* _任务提示 1_
请根据下方的待审文段回答：这篇论文的作者是谁？
* _任务提示 2_
改写下方待审文段中从“121. The Mathematics”起直到并包括“失败的原因，并关联后续突破。”的部分，把其中的“感知机”换成“单层感知机”。
* _任务提示 3_
列出下方待审文段的“AI 总结”中点名的全部数学瓶颈。

* _待审文段_
· · ·

121. The Mathematics of AI Winters: The mathematical Taxonomy of Paradigm Fragility in AI Winter

AI寒冬的数学：AI中范式脆弱性的数学分类

AI 总结：本文提出AI寒冬的数学解释，通过感知机不可能性、神经网络训练复杂度、高维非参数估计率、梯度消失和统计学习理论等数学瓶颈，分析早期AI范式失败的原因，并关联后续突破。

链接：https://arxiv.org/abs/2606.12610

机构：AIFI； Staq.io

作者：Miquel Noguer i Alonso, David Pacheco Aznar

英文摘要：Two major periods of reduced funding and confidence in artificial intelligence research, commonly called the first and second AI winters, are usually explained through engineering failure, commercial disappointment, and inflated expectations. This article develops a complementary thesis: that the dominant paradigms of those periods also met genuine formal barriers, including limitations of representation, optimisation, computational complexity, statistical learnability, and high-dimensional approximation. The contribution is synthetic rather than archival. We do not claim that particular theorems mechanically caused the winters; rather, we show that several central disappointments of early AI were aligned with mathematically precise bottlenecks. We analyse these bottlenecks through the perceptron impossibility results of Minsky and Papert, the complexity-theoretic hardness of exact neural-network training established by Blum and Rivest, minimax rates for nonparametric estimation in high dimension due to Stone, vanishing-gradient analyses by Hochreiter and by Bengio and collaborators, and classical statistical learning theory in the tradition of Vapnik and Chervonenkis, Valiant, and Blumer and collaborators. We then relate these barriers to the later breakthroughs that mitigated, rather than eliminated, them.

· · ·

* _数据列表_
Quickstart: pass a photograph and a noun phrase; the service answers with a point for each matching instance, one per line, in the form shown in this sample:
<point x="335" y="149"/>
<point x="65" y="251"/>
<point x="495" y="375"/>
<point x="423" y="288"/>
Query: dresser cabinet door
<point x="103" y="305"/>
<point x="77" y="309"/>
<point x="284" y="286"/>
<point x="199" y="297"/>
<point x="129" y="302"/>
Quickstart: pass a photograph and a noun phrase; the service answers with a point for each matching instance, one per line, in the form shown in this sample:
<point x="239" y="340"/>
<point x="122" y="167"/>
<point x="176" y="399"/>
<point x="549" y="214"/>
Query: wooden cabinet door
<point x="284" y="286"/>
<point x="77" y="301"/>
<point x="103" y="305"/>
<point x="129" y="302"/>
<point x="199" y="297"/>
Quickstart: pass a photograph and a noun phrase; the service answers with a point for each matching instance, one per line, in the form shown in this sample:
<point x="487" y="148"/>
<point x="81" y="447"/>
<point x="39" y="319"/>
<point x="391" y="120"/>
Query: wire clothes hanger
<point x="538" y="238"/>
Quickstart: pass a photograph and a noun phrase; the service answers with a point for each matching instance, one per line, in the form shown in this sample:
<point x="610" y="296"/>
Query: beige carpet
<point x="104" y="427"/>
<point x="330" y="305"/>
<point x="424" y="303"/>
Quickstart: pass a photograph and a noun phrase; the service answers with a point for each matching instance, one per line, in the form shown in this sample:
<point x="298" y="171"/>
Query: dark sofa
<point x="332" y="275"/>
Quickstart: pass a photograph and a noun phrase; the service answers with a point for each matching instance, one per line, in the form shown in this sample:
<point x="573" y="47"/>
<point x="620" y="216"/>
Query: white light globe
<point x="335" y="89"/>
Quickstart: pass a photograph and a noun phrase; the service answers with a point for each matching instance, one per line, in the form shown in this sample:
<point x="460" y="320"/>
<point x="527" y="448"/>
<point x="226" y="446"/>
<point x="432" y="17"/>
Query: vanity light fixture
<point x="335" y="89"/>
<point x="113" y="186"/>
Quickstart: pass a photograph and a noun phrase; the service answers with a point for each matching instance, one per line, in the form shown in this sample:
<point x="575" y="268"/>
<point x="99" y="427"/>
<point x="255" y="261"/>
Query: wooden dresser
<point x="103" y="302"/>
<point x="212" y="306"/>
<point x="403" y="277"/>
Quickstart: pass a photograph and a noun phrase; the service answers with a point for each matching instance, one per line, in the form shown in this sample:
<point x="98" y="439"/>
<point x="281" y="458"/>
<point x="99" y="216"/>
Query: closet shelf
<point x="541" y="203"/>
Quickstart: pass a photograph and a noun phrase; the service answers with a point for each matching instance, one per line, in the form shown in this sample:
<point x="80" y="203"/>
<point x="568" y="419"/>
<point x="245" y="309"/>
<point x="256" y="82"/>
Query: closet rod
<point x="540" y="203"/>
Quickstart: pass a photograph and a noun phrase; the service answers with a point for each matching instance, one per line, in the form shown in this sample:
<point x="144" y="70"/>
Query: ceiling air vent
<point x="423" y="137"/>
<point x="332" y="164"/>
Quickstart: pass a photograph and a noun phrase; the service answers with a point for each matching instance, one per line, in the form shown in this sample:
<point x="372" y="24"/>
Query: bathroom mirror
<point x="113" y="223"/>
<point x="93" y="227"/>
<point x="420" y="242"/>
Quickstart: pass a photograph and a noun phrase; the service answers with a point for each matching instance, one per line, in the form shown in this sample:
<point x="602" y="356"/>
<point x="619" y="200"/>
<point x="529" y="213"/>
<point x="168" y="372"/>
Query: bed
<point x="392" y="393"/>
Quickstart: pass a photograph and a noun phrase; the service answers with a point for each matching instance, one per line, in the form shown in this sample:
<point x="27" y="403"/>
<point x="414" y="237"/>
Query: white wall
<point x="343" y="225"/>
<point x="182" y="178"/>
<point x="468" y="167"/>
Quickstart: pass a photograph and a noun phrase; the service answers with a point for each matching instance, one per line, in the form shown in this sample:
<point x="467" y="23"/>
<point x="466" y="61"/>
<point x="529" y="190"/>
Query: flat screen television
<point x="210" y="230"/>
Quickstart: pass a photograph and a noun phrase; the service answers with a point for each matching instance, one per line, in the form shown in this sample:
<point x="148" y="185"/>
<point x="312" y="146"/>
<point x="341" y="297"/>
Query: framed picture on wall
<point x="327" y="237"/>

· · ·

* _练习答案 1_
Miquel Noguer i Alonso 和 David Pacheco Aznar。

* _练习答案 2_
121. The Mathematics of AI Winters: The mathematical Taxonomy of Paradigm Fragility in AI Winter

AI寒冬的数学：AI中范式脆弱性的数学分类

AI 总结：本文提出AI寒冬的数学解释，通过单层感知机不可能性、神经网络训练复杂度、高维非参数估计率、梯度消失和统计学习理论等数学瓶颈，分析早期AI范式失败的原因，并关联后续突破。

* _练习答案 3_
感知机不可能性、神经网络训练复杂度、高维非参数估计率、梯度消失、统计学习理论。